Material to process START

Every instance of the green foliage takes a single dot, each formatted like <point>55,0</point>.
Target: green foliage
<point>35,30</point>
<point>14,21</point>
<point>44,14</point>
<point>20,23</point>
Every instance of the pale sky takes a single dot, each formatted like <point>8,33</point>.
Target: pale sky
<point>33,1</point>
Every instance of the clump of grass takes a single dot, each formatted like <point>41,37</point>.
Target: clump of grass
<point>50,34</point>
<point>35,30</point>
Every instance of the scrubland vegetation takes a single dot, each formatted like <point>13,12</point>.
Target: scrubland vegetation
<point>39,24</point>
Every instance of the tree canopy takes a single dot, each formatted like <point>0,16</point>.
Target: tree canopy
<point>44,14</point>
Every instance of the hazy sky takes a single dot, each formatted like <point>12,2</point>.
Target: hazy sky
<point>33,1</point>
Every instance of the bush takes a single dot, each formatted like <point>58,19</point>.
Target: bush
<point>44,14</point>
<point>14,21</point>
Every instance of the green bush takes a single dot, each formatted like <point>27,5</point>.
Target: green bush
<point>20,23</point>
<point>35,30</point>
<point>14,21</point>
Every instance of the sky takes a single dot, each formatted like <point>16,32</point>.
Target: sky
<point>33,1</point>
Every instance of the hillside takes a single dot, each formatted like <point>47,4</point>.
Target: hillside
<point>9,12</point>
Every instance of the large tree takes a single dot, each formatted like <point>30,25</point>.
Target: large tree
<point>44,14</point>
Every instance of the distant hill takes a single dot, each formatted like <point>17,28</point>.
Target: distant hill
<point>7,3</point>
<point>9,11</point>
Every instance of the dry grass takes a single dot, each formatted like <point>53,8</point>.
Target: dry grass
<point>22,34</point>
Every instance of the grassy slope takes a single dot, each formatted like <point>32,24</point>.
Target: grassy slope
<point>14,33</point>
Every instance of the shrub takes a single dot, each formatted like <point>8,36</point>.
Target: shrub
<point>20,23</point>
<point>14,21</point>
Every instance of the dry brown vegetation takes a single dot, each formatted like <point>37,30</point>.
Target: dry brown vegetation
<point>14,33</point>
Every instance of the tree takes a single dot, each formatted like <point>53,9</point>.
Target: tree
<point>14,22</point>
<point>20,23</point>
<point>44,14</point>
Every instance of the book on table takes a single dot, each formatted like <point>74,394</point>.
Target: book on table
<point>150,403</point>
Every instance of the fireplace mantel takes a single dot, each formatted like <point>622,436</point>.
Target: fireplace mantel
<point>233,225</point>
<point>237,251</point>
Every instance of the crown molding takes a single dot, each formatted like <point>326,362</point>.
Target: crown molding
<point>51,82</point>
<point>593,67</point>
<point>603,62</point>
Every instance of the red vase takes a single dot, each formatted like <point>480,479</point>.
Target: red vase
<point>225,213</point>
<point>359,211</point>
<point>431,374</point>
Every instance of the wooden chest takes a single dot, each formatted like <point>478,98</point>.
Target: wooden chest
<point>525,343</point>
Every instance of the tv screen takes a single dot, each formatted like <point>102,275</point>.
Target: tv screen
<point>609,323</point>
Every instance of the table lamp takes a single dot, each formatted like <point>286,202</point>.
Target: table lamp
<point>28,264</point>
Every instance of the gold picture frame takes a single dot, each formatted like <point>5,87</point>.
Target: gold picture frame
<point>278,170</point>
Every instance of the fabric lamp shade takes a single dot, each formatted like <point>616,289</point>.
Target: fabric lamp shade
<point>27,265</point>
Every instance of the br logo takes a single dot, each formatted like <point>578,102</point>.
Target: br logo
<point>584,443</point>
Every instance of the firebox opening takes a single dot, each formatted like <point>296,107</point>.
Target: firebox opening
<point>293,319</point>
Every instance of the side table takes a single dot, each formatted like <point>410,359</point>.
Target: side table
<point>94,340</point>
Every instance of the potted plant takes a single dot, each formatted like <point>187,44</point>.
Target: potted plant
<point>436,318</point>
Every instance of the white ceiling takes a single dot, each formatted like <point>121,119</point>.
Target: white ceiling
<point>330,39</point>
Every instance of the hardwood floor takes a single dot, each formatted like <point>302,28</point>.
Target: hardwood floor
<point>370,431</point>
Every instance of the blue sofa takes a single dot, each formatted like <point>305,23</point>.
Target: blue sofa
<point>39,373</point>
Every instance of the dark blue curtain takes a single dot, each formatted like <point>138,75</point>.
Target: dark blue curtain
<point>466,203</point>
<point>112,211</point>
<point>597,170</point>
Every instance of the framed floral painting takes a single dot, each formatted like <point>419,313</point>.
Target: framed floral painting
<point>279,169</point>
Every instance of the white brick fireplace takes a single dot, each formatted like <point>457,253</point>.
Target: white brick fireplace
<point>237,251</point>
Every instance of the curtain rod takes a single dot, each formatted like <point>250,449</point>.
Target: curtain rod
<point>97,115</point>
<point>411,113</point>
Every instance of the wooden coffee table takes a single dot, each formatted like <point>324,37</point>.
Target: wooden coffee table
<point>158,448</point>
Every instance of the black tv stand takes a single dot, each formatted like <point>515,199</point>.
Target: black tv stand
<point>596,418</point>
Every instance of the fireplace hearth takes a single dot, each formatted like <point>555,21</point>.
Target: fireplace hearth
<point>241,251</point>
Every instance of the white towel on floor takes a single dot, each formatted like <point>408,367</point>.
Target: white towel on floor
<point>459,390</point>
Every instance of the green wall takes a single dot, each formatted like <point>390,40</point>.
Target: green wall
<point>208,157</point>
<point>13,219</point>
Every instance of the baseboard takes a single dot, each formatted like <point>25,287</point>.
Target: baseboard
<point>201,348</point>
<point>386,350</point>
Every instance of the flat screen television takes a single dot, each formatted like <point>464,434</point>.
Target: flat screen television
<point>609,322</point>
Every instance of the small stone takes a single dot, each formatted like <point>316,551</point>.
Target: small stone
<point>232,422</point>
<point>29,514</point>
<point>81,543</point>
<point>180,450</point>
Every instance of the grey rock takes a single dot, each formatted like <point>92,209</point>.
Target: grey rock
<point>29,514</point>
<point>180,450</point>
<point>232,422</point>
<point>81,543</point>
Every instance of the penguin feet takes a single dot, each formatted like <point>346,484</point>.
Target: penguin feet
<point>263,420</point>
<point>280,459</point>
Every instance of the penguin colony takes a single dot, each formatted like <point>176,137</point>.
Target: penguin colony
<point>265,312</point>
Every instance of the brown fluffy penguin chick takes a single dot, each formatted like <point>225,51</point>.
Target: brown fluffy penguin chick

Material to process END

_Exercise_: Only one stretch of the entries above is wanted: the lines from the one containing "Every instance of the firebox" through the one containing "Every instance of the dark". Please reproduce it exactly.

_Answer to this task_:
Every instance of the firebox opening takes a single dot, each formatted like <point>296,107</point>.
Target: firebox opening
<point>293,319</point>
Every instance of the side table takes a single dot, each formatted like <point>410,359</point>.
Target: side table
<point>94,340</point>
Every instance of the potted plant takes a single dot, each formatted like <point>187,44</point>.
Target: potted plant
<point>436,318</point>
Every instance of the white ceiling takes a single dot, each formatted like <point>121,119</point>.
Target: white ceiling
<point>330,39</point>
Every instance of the hardwood floor takes a single dot, each formatted like <point>302,28</point>.
Target: hardwood floor
<point>370,431</point>
Every instance of the blue sofa takes a single dot, each formatted like <point>305,23</point>.
Target: blue sofa
<point>39,373</point>
Every instance of the dark blue curtain takes a single dot, each formatted like <point>138,75</point>.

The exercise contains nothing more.